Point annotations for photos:
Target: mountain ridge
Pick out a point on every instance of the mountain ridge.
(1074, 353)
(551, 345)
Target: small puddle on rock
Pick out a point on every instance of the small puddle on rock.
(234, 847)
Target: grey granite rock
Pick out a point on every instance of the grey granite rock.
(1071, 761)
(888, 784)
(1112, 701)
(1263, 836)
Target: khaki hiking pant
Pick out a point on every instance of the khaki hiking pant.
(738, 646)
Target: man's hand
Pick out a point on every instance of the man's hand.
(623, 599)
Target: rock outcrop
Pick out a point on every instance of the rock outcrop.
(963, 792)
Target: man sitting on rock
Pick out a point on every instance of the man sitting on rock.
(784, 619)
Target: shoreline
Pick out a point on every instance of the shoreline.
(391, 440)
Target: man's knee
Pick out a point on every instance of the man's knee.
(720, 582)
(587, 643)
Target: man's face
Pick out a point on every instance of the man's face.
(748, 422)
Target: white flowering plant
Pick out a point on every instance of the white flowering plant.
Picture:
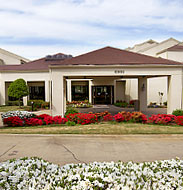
(20, 114)
(35, 173)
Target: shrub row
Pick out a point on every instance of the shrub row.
(88, 118)
(43, 119)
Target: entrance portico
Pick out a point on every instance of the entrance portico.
(109, 66)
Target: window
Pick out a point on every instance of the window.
(37, 93)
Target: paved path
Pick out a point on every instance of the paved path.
(62, 149)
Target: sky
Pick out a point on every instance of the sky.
(36, 28)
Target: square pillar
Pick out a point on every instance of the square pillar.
(25, 98)
(47, 91)
(174, 93)
(2, 92)
(142, 93)
(69, 90)
(58, 107)
(114, 91)
(90, 91)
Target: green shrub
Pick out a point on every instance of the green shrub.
(70, 123)
(165, 103)
(45, 105)
(13, 103)
(37, 103)
(71, 110)
(177, 112)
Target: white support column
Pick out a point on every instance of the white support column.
(114, 91)
(25, 98)
(2, 93)
(69, 90)
(142, 93)
(47, 91)
(57, 94)
(174, 93)
(90, 91)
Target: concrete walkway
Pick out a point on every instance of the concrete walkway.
(63, 149)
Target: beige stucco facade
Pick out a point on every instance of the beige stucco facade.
(155, 85)
(59, 75)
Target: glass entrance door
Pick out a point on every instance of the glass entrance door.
(102, 94)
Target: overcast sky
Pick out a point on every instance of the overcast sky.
(35, 28)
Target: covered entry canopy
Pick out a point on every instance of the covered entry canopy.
(111, 62)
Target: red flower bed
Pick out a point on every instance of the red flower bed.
(119, 117)
(43, 119)
(136, 117)
(82, 118)
(13, 121)
(179, 120)
(164, 119)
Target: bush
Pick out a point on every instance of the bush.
(177, 112)
(20, 114)
(70, 123)
(79, 104)
(121, 104)
(82, 118)
(13, 103)
(71, 110)
(164, 119)
(43, 119)
(179, 120)
(37, 103)
(138, 117)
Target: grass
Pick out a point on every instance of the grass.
(110, 128)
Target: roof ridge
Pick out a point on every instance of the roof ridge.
(15, 55)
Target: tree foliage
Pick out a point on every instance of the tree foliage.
(18, 89)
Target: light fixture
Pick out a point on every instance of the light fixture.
(143, 87)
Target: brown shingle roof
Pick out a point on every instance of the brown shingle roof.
(104, 56)
(36, 65)
(114, 56)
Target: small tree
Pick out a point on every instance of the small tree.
(18, 89)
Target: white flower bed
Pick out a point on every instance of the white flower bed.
(21, 114)
(34, 173)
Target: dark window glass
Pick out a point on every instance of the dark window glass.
(37, 93)
(80, 93)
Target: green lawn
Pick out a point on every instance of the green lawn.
(102, 128)
(12, 108)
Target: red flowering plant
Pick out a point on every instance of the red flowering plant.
(127, 115)
(101, 115)
(59, 120)
(108, 117)
(138, 117)
(13, 121)
(119, 117)
(164, 119)
(82, 118)
(179, 120)
(33, 122)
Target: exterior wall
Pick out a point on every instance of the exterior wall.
(131, 89)
(173, 55)
(28, 77)
(120, 90)
(58, 75)
(159, 84)
(156, 85)
(162, 46)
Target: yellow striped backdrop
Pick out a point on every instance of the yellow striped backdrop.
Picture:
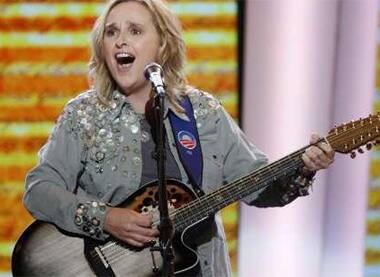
(43, 63)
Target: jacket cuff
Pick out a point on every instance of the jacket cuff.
(89, 218)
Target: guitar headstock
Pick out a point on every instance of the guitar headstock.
(351, 136)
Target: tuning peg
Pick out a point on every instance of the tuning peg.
(368, 146)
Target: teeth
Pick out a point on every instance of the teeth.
(123, 55)
(124, 58)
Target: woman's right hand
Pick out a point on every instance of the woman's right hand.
(130, 226)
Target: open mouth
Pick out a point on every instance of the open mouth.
(124, 59)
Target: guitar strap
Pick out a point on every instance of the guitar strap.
(187, 141)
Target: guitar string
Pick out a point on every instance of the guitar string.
(246, 189)
(115, 254)
(192, 205)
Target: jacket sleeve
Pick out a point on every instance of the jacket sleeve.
(242, 157)
(51, 187)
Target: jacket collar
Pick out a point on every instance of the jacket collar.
(120, 101)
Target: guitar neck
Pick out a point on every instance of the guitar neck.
(236, 190)
(343, 139)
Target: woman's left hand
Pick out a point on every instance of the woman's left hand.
(318, 156)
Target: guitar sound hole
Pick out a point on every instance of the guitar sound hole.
(148, 202)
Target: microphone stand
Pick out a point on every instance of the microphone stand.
(166, 225)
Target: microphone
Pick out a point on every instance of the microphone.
(153, 72)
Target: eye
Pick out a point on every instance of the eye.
(110, 32)
(135, 31)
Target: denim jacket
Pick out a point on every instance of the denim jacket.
(93, 157)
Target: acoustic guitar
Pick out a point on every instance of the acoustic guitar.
(45, 250)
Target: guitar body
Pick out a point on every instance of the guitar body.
(45, 250)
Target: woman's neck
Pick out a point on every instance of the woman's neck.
(139, 100)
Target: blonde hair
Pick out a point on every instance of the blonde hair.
(172, 53)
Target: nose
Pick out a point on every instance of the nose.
(122, 40)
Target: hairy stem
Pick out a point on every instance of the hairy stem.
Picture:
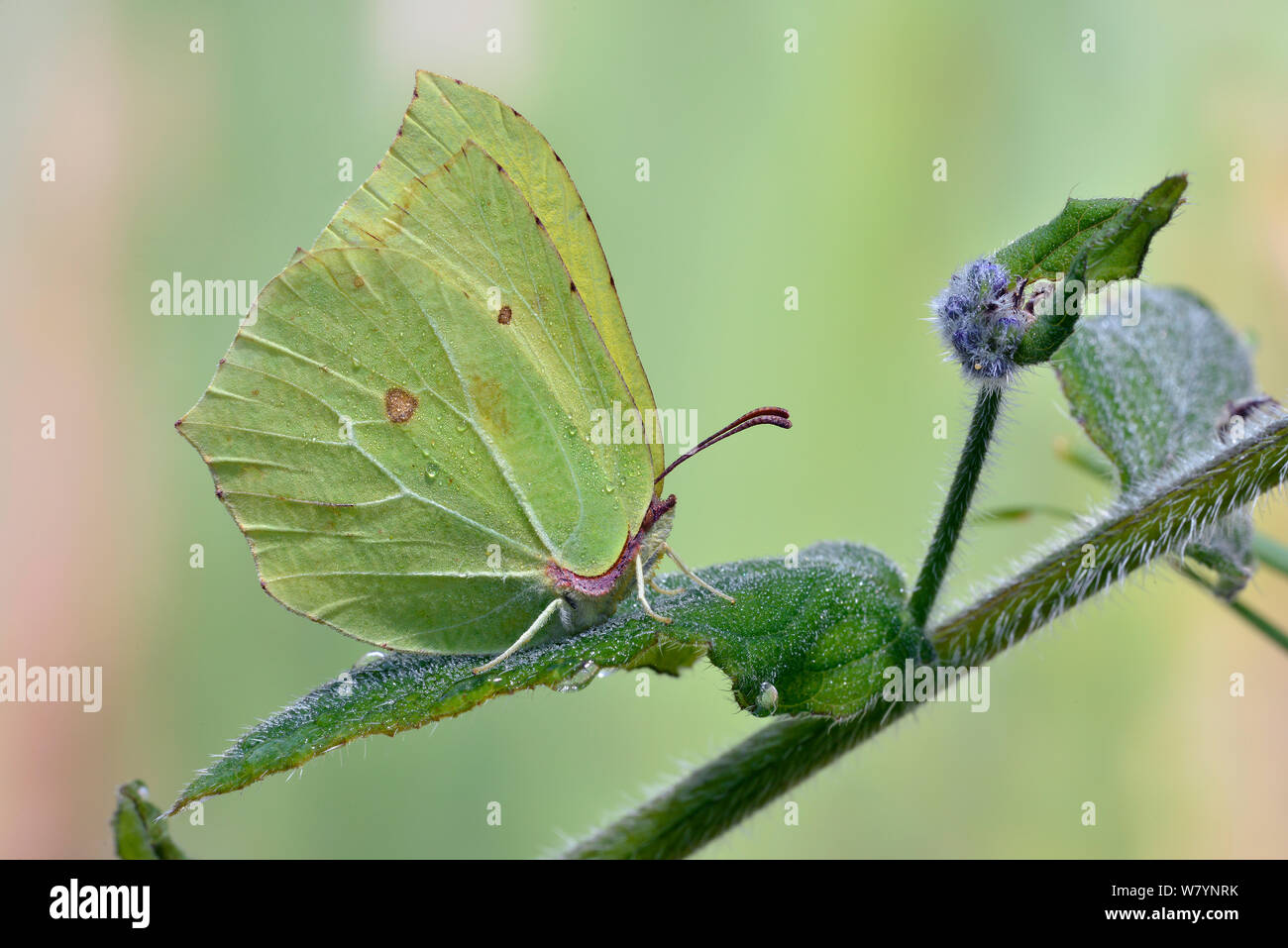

WHAT THE TASK ASKS. Print all of the entries word for word. Skip any images they contain.

OUTPUT OF THE EXERCISE.
Target: mountain ridge
Pick out a point on every instance of the mountain ridge.
(1074, 353)
(551, 345)
Target: small puddle on rock
Pick out a point on every instance of the small puddle on rock.
(234, 847)
Target: grey granite rock
Pick out a point on every instance of the grey granite rock.
(1071, 761)
(888, 784)
(1112, 701)
(1263, 836)
Target: khaki hiking pant
Pick out a point on every instance of the khaki hiking pant.
(738, 646)
Target: man's hand
Pick out a point on every instance of the man's hand.
(623, 599)
Target: rock outcrop
Pick out a point on every instance of the rock outcrop.
(963, 792)
Target: man sitting on rock
Pick out a point on every instance of the man sitting on rock.
(784, 619)
Target: shoreline
Pick out a point on every instance of the shoreline.
(391, 440)
Target: man's knee
Pick out a point on every instance of the man's knee.
(720, 582)
(587, 643)
Target: man's face
Pick out a point on every instance of the man's face.
(748, 422)
Target: white flowering plant
Pick out a point on every instance of the white flowering plant.
Picture:
(20, 114)
(35, 173)
Target: shrub row
Pick out a point on every instance of the shrub row.
(88, 118)
(43, 119)
Target: entrance portico
Pick out a point on every instance of the entrance portico.
(109, 66)
Target: window
Pick out a point on every instance of the window.
(37, 93)
Target: paved path
Pick out a point on every instance of the paved path.
(62, 149)
Target: sky
Pick out a point on every instance of the sky.
(36, 28)
Target: square pillar
Pick out a point on every instance of the square pillar.
(25, 98)
(47, 91)
(174, 93)
(2, 92)
(142, 93)
(69, 90)
(58, 107)
(114, 91)
(90, 91)
Target: green shrub
Pick out a point on every instance of the green shrub.
(70, 123)
(165, 103)
(45, 105)
(13, 103)
(37, 103)
(71, 110)
(177, 112)
Target: white support column
Pick out a point on every instance of the white support column.
(114, 91)
(25, 98)
(2, 93)
(69, 90)
(142, 93)
(47, 91)
(57, 94)
(174, 93)
(90, 91)
Target: concrete walkway
Pick out a point on every instance of the concrete walkway.
(63, 149)
Target: beige stucco facade
Pick out a point on every instance of the beige stucco facade.
(155, 85)
(59, 75)
Target: glass entrance door
Pick out a point on every instance of the glass entrance door.
(102, 94)
Target: overcast sky
Pick out a point on every instance of the overcast sky.
(35, 28)
Target: covered entry canopy
Pick out a point on every instance of the covered entry canopy.
(111, 62)
Target: red flower bed
Pick out a point on every instance of the red flower bed.
(119, 117)
(43, 119)
(136, 117)
(82, 118)
(13, 121)
(179, 120)
(164, 119)
Target: bush
Pick out a point on every instance of the bush.
(177, 112)
(20, 114)
(70, 123)
(79, 104)
(121, 104)
(82, 118)
(13, 103)
(71, 110)
(164, 119)
(43, 119)
(179, 120)
(37, 103)
(138, 117)
Target: grass
Pick out a point on every instance of the grass.
(110, 128)
Target: roof ridge
Pick out a point on every instance of the roof ridge.
(15, 55)
Target: tree foliage
Pick out a point on every instance of the tree foliage.
(18, 89)
Target: light fixture
Pick out a point on every instance of the light fixture.
(143, 87)
Target: brown shingle roof
Pick out a point on every instance of the brown shingle roof.
(104, 56)
(36, 65)
(114, 56)
Target: small tree
Pick out a point on every instance of the small tree.
(18, 89)
Target: white flower bed
Pick out a point on every instance of the white flower bed.
(21, 114)
(34, 173)
Target: dark window glass
Pick out a point on every instance of the dark window glass.
(37, 93)
(80, 93)
Target: green lawn
Pick out a point on every instance of the green lawn.
(102, 128)
(12, 108)
Target: red flowering plant
Pick out a point on every instance of the red flowering plant.
(127, 115)
(101, 115)
(59, 120)
(108, 117)
(138, 117)
(13, 121)
(119, 117)
(164, 119)
(82, 118)
(179, 120)
(33, 122)
Target: exterior wall
Pick out a point on every instance of the exterior wall.
(131, 89)
(173, 55)
(28, 77)
(120, 90)
(58, 75)
(159, 84)
(156, 85)
(162, 46)
Target: yellow striped backdrop
Pick out a point on every instance of the yellow striped backdrop.
Picture:
(43, 63)
Target: jacket cuff
Pick out a point on every instance of the jacket cuff.
(89, 218)
Target: guitar headstock
Pick out a point on every instance of the guitar headstock.
(351, 136)
Target: tuning peg
Pick out a point on every instance of the tuning peg.
(368, 146)
Target: teeth
Pick out a point on every instance of the teeth.
(123, 55)
(124, 58)
Target: woman's right hand
Pick out a point on every instance of the woman's right hand.
(130, 226)
Target: open mouth
Pick out a point on every instance of the open mouth.
(124, 59)
Target: guitar strap
Pick out a point on every instance of the guitar strap.
(187, 141)
Target: guitar string
Pick out a point on every instance of the guitar string.
(246, 189)
(115, 254)
(192, 205)
Target: jacket sleeve
Pick out a point on every instance of the jacket sleeve.
(242, 157)
(51, 187)
Target: jacket collar
Pick out a point on every instance of the jacket collar.
(120, 101)
Target: guitar neck
Pick out a point on every instance of the guitar neck.
(236, 190)
(343, 139)
Target: woman's left hand
Pick out a point on every instance of the woman's left hand.
(318, 156)
Target: guitar sound hole
Pick out a point on every instance of the guitar sound hole.
(148, 202)
Target: microphone stand
Pick out a point on every instance of the microphone stand.
(166, 225)
Target: microphone
Pick out a point on every instance of the microphone.
(153, 72)
Target: eye
Pick out a point on every instance of the eye.
(110, 32)
(135, 31)
Target: denim jacket
Pick out a point on every instance of the denim jacket.
(93, 157)
Target: acoustic guitar
Pick out a point on every instance of the acoustic guitar.
(45, 250)
Target: guitar body
Pick out a point on every instance of the guitar body.
(45, 250)
Target: woman's neck
Pick out a point on every instance of the woman's neck.
(139, 100)
Target: blonde hair
Pick out a point on every instance of the blonde hair.
(172, 53)
Target: nose
Pick out a point on every instance of the nose.
(122, 40)
Target: hairy stem
Pick out a point on every instance of the hairy stem.
Picture:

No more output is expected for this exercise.